::: Alıntılanan metin :::

İnsanlar neredeyse çırılçıplak durumdaki derileriyle, primatlar arasında benzersizdir.
Sülalemizin tüm diğer üyeleri, çoğu başka memeli türünde olduğu gibi kalın bir kürke sahiptir. Biz insanların da kafasında ve birkaç başka yerinde daha kıl olduğu doğru. Ama yine de akrabalarımıza kıyasla en kıllı insan bile kel sayılabilir.
Peki nasıl bu kadar kılsızlaşabildik? Bilimciler yüzyıllar boyunca bu soruya kafa yordu. Yanıt bulmak ise kolay değildi. İnsan evrimindeki en önemli geçişler (örneğin dik yürüyüşün ortaya çıkışı gibi), atalarımızın fosillerinde doğrudan kayıt altına alınmış durumdaydı. Fakat kalıntıların hiçbirinde insan derisine ilişkin kesin izler korunamamıştı.

:::

= Yönergeler =
• A. Alıntılanan metinde, atalarımızın fosillerinde doğrudan kayıt altına alınan önemli geçişlere örnek olarak hangisi gösteriliyor?
• B. İnsanın kılsızlaşmasını anlatan metni, son cümlesinin ardından sürdürün.

::: Kayıtlı veriler :::

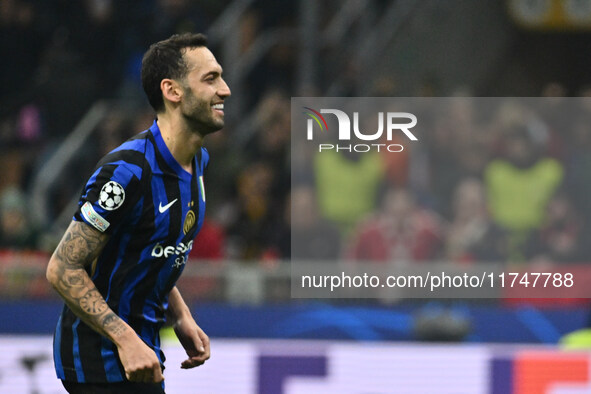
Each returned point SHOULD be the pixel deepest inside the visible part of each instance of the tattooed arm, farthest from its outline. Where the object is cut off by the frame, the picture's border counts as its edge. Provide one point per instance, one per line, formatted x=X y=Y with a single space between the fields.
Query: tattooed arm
x=79 y=247
x=194 y=340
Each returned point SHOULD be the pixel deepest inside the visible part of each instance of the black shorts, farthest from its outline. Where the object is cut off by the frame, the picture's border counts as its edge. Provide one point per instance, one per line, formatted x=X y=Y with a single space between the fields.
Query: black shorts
x=113 y=388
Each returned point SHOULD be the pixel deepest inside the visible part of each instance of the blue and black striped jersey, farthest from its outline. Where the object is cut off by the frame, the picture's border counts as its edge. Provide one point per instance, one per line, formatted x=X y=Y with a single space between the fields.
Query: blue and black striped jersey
x=153 y=209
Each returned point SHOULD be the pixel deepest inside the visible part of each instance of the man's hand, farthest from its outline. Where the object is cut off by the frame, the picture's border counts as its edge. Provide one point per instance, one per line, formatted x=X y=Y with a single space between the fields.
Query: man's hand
x=194 y=341
x=139 y=361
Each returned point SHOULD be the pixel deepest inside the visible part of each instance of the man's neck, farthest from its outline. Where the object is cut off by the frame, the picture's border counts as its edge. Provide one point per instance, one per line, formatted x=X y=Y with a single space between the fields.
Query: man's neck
x=182 y=143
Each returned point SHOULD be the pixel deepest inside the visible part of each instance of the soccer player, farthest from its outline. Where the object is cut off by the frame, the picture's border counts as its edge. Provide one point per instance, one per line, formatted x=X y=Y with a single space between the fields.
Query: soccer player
x=118 y=261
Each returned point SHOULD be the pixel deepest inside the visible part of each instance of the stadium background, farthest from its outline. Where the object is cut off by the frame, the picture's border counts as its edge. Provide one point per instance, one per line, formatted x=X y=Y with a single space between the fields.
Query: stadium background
x=71 y=92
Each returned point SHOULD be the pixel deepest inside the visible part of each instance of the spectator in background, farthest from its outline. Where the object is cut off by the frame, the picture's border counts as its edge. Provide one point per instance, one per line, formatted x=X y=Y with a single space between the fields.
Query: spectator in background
x=247 y=234
x=472 y=236
x=313 y=237
x=399 y=231
x=16 y=229
x=520 y=185
x=347 y=184
x=562 y=237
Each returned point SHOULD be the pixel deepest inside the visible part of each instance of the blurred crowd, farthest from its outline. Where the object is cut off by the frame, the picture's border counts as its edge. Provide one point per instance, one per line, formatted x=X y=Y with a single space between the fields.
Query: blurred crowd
x=498 y=180
x=509 y=187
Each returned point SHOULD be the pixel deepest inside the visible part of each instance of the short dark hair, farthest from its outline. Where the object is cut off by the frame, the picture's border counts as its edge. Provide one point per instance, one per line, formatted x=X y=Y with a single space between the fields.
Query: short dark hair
x=164 y=59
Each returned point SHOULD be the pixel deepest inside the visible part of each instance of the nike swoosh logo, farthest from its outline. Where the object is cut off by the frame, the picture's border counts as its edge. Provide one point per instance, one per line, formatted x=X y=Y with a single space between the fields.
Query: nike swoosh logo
x=163 y=209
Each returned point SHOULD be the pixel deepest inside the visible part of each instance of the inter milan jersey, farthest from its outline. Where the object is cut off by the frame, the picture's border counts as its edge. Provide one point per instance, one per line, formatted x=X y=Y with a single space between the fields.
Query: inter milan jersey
x=153 y=209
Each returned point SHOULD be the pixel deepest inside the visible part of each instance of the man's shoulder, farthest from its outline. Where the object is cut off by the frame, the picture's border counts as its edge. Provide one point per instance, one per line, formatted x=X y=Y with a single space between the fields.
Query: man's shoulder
x=132 y=154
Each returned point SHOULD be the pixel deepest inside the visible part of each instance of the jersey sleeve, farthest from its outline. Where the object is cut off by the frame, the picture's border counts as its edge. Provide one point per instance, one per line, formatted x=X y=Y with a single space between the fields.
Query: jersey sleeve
x=108 y=197
x=204 y=159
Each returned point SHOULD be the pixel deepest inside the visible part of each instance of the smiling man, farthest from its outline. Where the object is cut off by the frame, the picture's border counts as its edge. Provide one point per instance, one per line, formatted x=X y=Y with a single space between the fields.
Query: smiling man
x=117 y=264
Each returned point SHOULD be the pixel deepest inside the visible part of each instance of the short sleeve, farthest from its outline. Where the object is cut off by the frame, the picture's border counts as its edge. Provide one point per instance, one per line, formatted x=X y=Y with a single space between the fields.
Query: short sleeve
x=204 y=159
x=109 y=195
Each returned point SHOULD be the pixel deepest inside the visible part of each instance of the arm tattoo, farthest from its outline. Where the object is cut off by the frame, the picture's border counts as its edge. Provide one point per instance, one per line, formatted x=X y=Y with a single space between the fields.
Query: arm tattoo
x=113 y=324
x=78 y=248
x=80 y=244
x=93 y=303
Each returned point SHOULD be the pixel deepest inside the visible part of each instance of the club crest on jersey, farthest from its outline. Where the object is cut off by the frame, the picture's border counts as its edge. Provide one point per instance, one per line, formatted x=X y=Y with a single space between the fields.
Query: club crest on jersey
x=111 y=196
x=189 y=221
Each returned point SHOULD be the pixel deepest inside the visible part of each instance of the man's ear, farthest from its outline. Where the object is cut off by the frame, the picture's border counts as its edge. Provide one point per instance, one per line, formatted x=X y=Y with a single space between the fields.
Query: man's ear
x=171 y=90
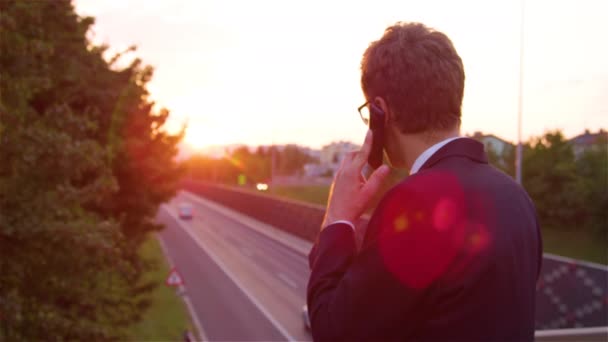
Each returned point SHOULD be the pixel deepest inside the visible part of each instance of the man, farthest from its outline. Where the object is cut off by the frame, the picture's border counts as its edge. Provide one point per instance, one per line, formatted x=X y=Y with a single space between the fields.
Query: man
x=453 y=251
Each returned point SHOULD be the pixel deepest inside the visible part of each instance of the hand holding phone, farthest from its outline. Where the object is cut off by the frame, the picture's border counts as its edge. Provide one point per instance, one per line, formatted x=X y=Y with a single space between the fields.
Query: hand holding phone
x=376 y=125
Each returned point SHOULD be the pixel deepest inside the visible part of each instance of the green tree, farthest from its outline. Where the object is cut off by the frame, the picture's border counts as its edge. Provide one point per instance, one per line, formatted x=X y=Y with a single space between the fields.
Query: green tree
x=550 y=177
x=592 y=169
x=85 y=162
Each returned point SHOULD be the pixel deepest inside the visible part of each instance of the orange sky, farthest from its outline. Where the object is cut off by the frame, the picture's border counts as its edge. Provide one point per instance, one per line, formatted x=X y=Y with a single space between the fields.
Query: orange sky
x=271 y=71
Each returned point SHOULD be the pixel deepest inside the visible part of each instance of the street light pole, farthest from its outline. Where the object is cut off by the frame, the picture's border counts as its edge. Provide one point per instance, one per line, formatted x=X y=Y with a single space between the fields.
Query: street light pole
x=518 y=162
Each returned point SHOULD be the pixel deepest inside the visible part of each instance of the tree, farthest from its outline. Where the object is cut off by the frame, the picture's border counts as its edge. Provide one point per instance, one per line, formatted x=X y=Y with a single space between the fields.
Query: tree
x=592 y=169
x=84 y=164
x=550 y=177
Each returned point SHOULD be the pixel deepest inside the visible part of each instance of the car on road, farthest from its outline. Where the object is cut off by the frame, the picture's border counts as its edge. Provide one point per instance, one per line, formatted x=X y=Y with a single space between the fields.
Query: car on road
x=305 y=317
x=185 y=211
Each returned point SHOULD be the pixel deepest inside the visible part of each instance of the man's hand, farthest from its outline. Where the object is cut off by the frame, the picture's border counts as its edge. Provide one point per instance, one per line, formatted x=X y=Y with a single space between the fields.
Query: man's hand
x=350 y=193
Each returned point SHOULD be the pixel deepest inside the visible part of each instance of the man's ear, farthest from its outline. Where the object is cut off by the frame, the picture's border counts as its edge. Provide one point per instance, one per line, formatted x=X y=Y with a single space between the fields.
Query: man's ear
x=378 y=101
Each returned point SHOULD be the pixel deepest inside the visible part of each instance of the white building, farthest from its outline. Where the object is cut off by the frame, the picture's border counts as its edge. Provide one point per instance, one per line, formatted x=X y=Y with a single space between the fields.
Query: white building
x=494 y=143
x=332 y=154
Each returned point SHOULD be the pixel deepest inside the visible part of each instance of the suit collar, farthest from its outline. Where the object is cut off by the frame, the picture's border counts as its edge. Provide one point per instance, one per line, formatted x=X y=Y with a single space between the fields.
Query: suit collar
x=464 y=147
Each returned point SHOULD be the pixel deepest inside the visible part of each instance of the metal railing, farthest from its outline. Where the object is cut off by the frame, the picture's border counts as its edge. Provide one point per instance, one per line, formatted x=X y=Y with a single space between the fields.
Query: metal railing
x=572 y=297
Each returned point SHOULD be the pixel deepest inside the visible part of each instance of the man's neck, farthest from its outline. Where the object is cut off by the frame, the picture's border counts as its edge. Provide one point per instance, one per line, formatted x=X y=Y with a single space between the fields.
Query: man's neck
x=419 y=143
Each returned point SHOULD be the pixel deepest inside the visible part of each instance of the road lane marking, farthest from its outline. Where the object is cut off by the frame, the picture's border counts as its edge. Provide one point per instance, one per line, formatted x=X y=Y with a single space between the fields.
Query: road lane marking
x=279 y=235
x=186 y=299
x=287 y=280
x=232 y=277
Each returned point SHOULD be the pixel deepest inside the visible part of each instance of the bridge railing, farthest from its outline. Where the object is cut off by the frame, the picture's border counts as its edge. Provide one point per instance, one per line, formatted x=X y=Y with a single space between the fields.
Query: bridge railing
x=571 y=295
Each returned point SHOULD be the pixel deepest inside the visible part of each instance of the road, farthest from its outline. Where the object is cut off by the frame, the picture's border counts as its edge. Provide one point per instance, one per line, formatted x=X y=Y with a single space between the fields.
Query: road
x=243 y=285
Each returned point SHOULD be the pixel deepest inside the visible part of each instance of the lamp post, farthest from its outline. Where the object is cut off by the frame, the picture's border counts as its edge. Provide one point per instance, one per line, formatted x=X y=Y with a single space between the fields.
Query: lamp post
x=519 y=152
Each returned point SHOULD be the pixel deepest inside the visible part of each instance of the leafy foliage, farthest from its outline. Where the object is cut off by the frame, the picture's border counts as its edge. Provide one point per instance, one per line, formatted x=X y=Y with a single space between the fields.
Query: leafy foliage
x=84 y=164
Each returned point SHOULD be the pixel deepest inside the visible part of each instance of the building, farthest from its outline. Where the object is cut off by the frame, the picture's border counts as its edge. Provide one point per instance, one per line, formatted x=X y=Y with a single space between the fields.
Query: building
x=588 y=140
x=494 y=143
x=331 y=155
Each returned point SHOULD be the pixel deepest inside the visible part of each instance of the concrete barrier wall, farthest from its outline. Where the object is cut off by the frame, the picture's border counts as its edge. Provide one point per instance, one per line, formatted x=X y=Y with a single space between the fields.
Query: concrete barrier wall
x=571 y=293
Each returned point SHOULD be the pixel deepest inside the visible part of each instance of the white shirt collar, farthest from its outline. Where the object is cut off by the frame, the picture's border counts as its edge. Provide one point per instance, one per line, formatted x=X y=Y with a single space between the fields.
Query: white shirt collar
x=428 y=153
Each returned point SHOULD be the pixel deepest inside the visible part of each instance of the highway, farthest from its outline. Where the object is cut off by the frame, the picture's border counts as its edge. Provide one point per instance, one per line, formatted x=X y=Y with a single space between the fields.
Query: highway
x=243 y=285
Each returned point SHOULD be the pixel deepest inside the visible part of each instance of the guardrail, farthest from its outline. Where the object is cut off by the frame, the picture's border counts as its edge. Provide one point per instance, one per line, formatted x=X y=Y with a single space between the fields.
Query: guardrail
x=572 y=294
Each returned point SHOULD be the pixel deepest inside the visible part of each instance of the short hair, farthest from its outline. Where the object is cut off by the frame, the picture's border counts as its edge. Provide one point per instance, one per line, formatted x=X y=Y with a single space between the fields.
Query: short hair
x=417 y=71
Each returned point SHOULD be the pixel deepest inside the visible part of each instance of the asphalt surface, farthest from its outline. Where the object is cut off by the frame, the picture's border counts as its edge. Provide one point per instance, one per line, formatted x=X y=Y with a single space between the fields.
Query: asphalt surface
x=243 y=285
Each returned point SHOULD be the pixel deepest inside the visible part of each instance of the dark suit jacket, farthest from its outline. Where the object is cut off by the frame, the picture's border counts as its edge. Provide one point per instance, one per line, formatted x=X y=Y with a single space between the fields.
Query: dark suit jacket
x=451 y=253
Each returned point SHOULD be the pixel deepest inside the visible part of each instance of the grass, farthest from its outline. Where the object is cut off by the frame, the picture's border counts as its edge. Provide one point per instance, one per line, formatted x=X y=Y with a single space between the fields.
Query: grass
x=316 y=194
x=578 y=245
x=575 y=245
x=167 y=318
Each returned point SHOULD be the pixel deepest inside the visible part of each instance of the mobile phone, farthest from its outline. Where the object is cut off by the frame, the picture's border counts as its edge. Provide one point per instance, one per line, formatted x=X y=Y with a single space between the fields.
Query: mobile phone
x=376 y=124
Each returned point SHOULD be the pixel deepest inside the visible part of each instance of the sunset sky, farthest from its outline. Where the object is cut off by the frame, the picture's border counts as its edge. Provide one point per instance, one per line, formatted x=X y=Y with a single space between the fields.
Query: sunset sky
x=271 y=71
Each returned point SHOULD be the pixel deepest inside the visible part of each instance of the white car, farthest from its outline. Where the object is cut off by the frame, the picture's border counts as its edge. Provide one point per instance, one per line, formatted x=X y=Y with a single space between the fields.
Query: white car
x=184 y=211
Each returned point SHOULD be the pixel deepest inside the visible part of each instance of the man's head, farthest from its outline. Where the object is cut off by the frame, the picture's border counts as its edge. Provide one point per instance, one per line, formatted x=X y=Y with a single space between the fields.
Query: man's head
x=415 y=75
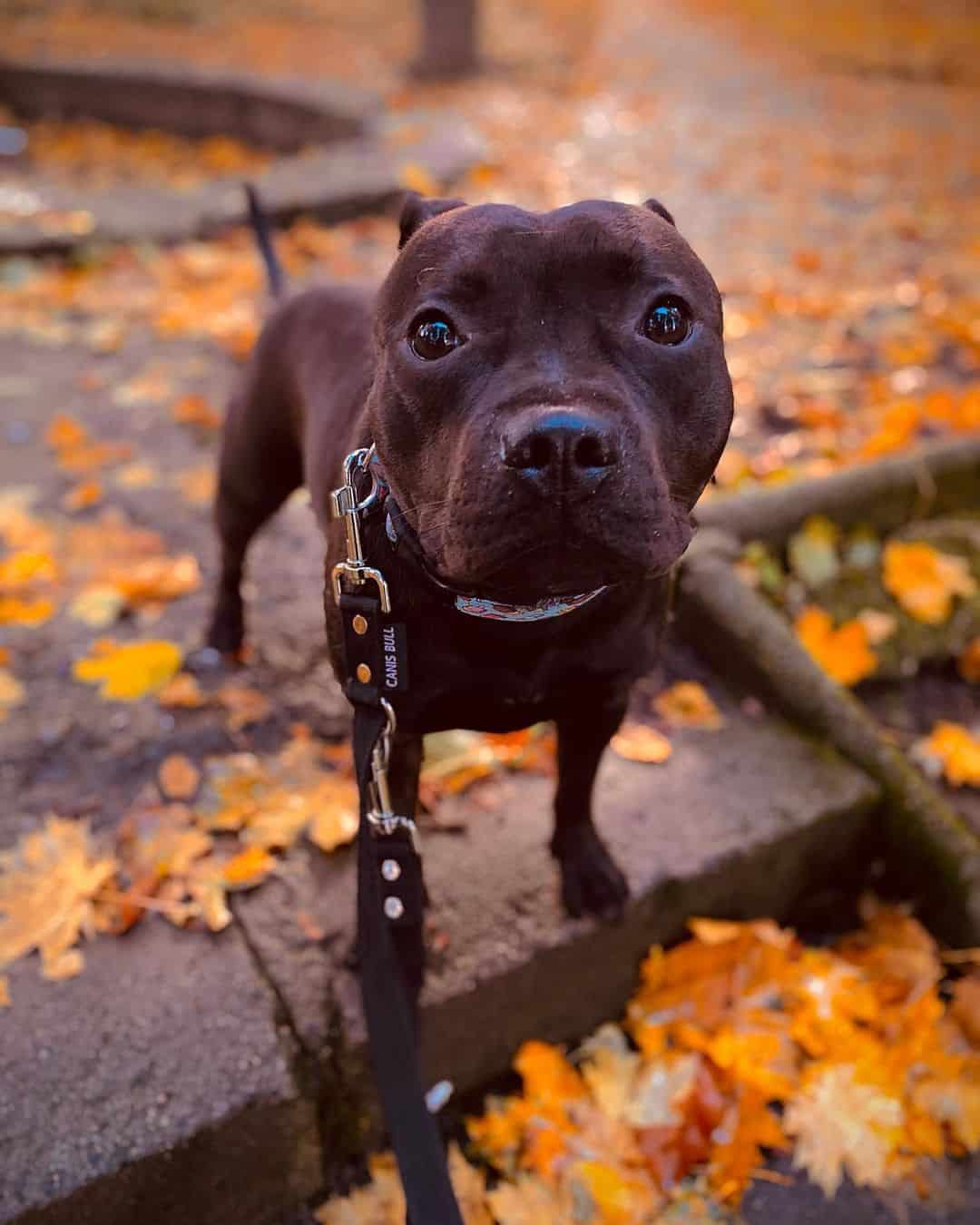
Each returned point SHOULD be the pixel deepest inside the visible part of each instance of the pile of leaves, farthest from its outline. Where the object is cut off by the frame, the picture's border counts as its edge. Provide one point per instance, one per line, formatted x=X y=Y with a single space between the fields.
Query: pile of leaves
x=98 y=567
x=870 y=608
x=195 y=836
x=91 y=154
x=190 y=839
x=863 y=1060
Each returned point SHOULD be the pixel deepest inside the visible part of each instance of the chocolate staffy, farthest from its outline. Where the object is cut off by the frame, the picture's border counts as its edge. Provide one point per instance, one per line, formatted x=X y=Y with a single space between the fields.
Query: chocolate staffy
x=548 y=397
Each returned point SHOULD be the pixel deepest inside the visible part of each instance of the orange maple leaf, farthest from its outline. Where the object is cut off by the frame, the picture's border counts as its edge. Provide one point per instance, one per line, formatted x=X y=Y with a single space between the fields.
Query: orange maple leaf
x=843 y=652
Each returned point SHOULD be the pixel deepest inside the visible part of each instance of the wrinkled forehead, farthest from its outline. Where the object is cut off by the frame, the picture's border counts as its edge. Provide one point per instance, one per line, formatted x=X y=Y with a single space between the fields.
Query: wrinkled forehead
x=476 y=252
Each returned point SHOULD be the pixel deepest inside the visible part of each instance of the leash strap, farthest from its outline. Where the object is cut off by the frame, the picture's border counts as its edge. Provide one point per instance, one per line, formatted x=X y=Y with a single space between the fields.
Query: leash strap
x=391 y=899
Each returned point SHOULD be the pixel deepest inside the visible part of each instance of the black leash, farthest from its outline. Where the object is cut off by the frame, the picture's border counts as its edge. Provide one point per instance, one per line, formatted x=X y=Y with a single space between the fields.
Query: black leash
x=389 y=882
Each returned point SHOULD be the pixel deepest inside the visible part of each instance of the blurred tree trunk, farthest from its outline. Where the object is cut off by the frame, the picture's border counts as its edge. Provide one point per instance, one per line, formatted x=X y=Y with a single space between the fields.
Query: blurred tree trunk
x=448 y=39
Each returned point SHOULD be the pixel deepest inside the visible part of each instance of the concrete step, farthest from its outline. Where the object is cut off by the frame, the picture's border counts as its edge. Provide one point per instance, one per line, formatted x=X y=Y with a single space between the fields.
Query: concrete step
x=157 y=1087
x=212 y=1078
x=739 y=822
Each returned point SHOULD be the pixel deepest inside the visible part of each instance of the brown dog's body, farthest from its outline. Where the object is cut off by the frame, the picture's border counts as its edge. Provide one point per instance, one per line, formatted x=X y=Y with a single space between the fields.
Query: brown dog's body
x=543 y=438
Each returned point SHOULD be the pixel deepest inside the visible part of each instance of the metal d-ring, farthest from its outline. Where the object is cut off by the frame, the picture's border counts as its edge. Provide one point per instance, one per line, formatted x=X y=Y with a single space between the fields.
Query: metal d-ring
x=346 y=505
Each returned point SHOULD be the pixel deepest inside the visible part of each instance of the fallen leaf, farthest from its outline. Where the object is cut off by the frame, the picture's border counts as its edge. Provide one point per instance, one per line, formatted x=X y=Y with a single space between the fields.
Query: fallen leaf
x=878 y=626
x=182 y=691
x=48 y=888
x=248 y=868
x=843 y=652
x=198 y=485
x=245 y=706
x=13 y=693
x=333 y=826
x=130 y=671
x=842 y=1126
x=178 y=777
x=136 y=475
x=196 y=410
x=81 y=496
x=925 y=581
x=956 y=750
x=156 y=580
x=965 y=1007
x=814 y=552
x=30 y=612
x=65 y=433
x=637 y=742
x=26 y=569
x=98 y=605
x=688 y=704
x=416 y=178
x=969 y=662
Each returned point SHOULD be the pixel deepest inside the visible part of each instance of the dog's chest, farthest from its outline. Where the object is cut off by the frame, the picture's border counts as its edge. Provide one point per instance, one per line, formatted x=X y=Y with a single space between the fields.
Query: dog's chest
x=489 y=676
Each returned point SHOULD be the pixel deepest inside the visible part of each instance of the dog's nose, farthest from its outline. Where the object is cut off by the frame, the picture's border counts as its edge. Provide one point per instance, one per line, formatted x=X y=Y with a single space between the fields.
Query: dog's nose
x=564 y=448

:::

= Görev yanıtları =
• A. Dik yürüyüşün ortaya çıkışı.

• B.
Neyse ki son yıllarda araştırmacılar, kıllarımızı yitirmemize ilişkin birtakım dolaylı ipuçlarının fosil kayıtlarında mevcut olduğunun farkına vardı. Bu ipuçlarının ve geçtiğimiz on yılda genomik ile fizyoloji sayesinde kazanılan anlayışın ışığında, antropolog Nina G. Jablonski ve çalışma arkadaşları insanların ne zaman ve neden kürklerinden kurtulduklarını ikna edici biçimde açıklamayı başardı. Görünüşümüzün garipliklerinden birini açıklamasının yanı sıra, bu senaryoya göre kılsız derinin kendisi de diğer karakteristik insan özelliklerinin evriminde rol oynamış. Buna beyin büyüklüğümüz ve konuşma diline bağımlılığımız da dahil.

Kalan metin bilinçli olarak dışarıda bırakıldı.